# 任务说明 1
根据回文分割题目的提示,字符串 s 的长度范围是多少?
# 任务说明 2
请接着回文分割题目的最后一句往下续写。

# 所给摘录
☆ ☆ ☆ ☆ ☆ ☆ ☆

132. Palindrome Partitioning II

Given a string s, partition s such that every substring of the partition is a palindrome.

Return the minimum cuts needed for a palindrome partitioning of s.

Example:

Input: "aab"
Output: 1
Explanation: The palindrome partitioning ["aa","b"] could be produced using 1 cut.
 

Approach #1: DP. [C++]

class Solution {
public:
    int minCut(string s) {
        int len = s.length();
        if (len == 0) return 0;
        vector<vector<bool>> isPanlindrome(len+1, vector<bool>(len+1, false));
        vector<int> cuts(len);
        
        for (int i = 0; i < len; ++i) {
            int minn = i;
            for (int j = 0; j <= i; ++j) {
                if (s[j] == s[i] && (i-j < 2 || isPanlindrome[j+1][i-1])) {
                    isPanlindrome[j][i] = true;
                    minn = j == 0 ? 0 : min(minn, cuts[j-1] + 1);
                }
            }
            cuts[i] = minn;
        }
        
        return cuts[len-1];
    }
};

  

Analysis:

https://leetcode.com/problems/palindrome-partitioning-ii/discuss/42213/Easiest-Java-DP-Solution-(97.36)

isPalindrome[i][j] represent the characters from i to j is palindrome.

cuts[i] represent the index from 0 to i need to cut how many time so that it can be satify the condition.


2021-04-16

给你一个字符串 s,请你将 s 分割成一些子串,使每个子串都是回文。

返回符合要求的 最少分割次数 。

 

示例 1:

输入:s = "aab"
输出:1
解释:只需一次分割就可将 s 分割成 ["aa","b"] 这样两个回文子串。
示例 2:

输入:s = "a"
输出:0
示例 3:

输入:s = "ab"
输出:1
 

提示:

1 <= s.length <= 2000
s 仅由小写英文字母组成

来源:力扣(LeetCode)

☆ ☆ ☆ ☆ ☆ ☆ ☆

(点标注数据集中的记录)
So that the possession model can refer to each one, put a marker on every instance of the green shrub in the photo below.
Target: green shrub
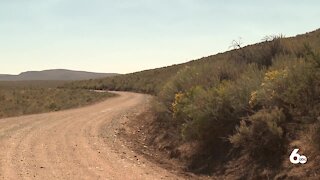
(260, 137)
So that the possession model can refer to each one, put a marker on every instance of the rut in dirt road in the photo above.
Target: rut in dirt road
(74, 144)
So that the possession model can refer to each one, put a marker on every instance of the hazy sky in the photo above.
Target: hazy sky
(131, 35)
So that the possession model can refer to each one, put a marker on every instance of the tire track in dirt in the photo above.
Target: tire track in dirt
(74, 144)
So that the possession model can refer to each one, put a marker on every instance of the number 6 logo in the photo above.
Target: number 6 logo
(295, 158)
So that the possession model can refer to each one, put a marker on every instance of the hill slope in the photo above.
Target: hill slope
(238, 114)
(54, 74)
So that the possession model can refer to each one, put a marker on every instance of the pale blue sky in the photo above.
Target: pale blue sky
(131, 35)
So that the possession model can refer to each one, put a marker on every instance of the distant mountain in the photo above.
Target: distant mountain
(54, 74)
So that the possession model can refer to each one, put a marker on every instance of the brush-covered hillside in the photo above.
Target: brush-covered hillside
(237, 114)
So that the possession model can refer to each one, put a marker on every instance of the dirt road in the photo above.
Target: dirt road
(74, 144)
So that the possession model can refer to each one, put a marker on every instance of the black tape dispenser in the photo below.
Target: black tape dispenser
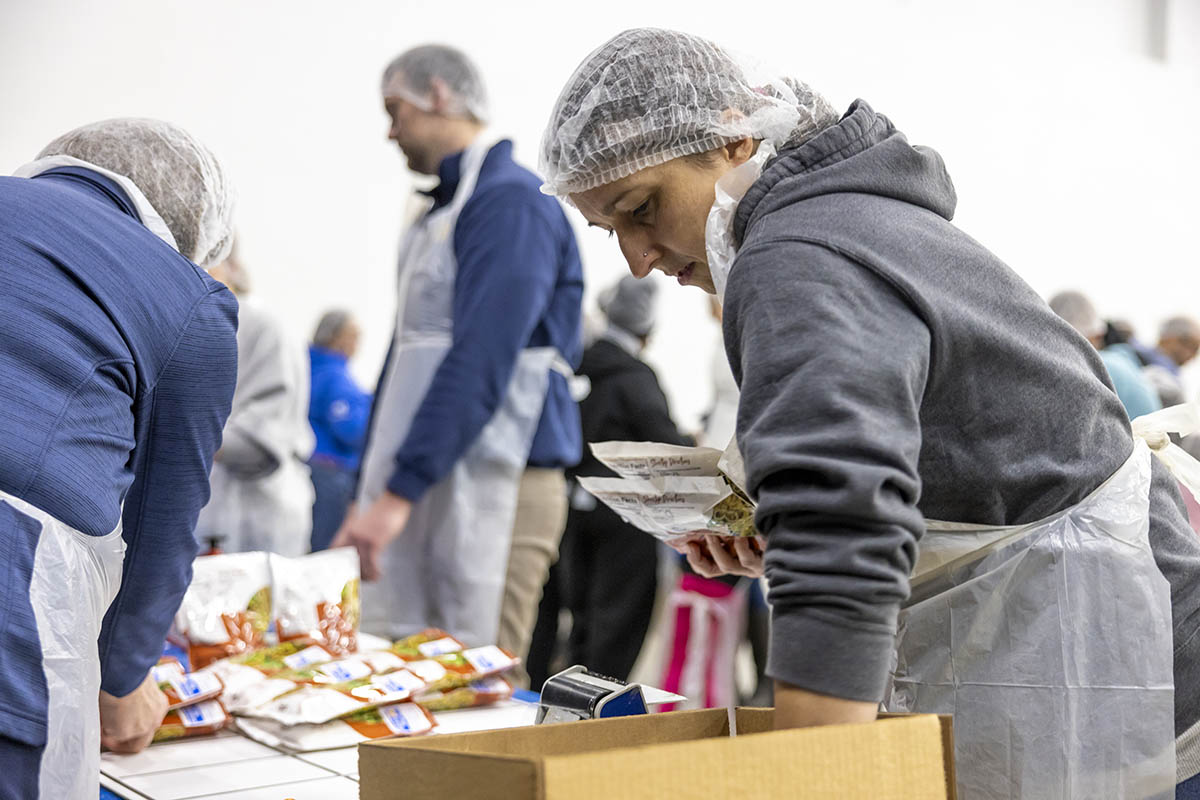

☆ ☆ ☆ ☆ ☆ ☆ ☆

# 任务作答 1
1 <= s.length <= 2000

# 任务作答 2
链接:https://leetcode-cn.com/problems/palindrome-partitioning-ii
著作权归领扣网络所有。商业转载请联系官方授权,非商业转载请注明出处。

 

题意:

  这是一道经典的DP题,可以采用二维DP(本题会超时),也可以进一步优化从而使DP降到一维。因为二维DP相对容易理解些,所以我们先从二维DP来计算。

题解:

  palindromeTable[i][j]:用来表示s[i][j]是否是一个回文字符串,它有三种状态:

  • length = 1时:
    • palindromeTable[i][i] = true  
  • length = 2时:
    • if s[i] == s[i+1]: palindromeTable[i][j] = true
    • else: palindromeTable[i][j] = false
  • length > 2时:
    • if s[i] == s[j]: palindromeTable[i][j] = palindromeTable[i-1][j-1]
    • else: palindromeTable[i][j] = false  

  dpTable[i][j]:用来表示将s[i][j]拆分成都是回文的子串所需要的最少拆分次数,它也是有三种状态:

  • length = 1时:
    • dpTable[i][i] = 0    
  • length = 2时:
    • if s[i] == s[i+1]: dpTable[i][i+1] = 0
    • else: dpTable[i][i+1] = 1 
  • length > 2时:
    • if palindromeTable[i][j] = true: dpTable[i][j] = 0
    • else: dpTable[i][j] = min(dpTable[i][j], dpTable[i][k] + dpTable[k+1][j] + 1),其中i < k < j 

  最后的结果就是DPTable[0][len-1]。

 

代码:

#include <iostream>
#include <string>
#include <vector>

using namespace std;

const int inf = 0x7fffffff;

void creatPalindromeTable(const string& s, vector<vector<bool> >& table) {
    int len = s.length();
    // length = 1
    for (int i = 0; i < len; ++i) table[i][i] = true;
    // length = 2
    for (int i = 0; i < len - 1; ++i)
        if (s[i] == s[i + 1]) table[i][i + 1] = true;
    // length > 2
    for (int i = 3; i <= len; ++i) {
        for (int j = 0; j + i <= len; ++j) {
            if (s[j] == s[j + i - 1]) {
                table[j][j + i - 1] = table[j + 1][j + i - 2];
            }
        }
    }
}

void creatDpTable(const string& s, vector<vector<int> >& dpTable) {
    int len = s.length();
    vector<vector<bool> > palindromeTable(len, vector<bool>(len, false));
    creatPalindromeTable(s, palindromeTable);
    // length = 1
    for (int i = 0; i < len; ++i) dpTable[i][i] = 0;
    // length = 2
    for (int i = 0; i < len - 1; ++i)
        if (s[i] == s[i + 1])
            dpTable[i][i + 1] = 0;
        else
            dpTable[i][i + 1] = 1;
    // length > 2
    for (int i = 3; i <= len; ++i) {
        for (int j = 0; j + i <= len; ++j) {
            if (palindromeTable[j][j + i - 1])
                dpTable[j][j + i - 1] = 0;
            else
                for (int k = j; k < j + i - 1; ++k)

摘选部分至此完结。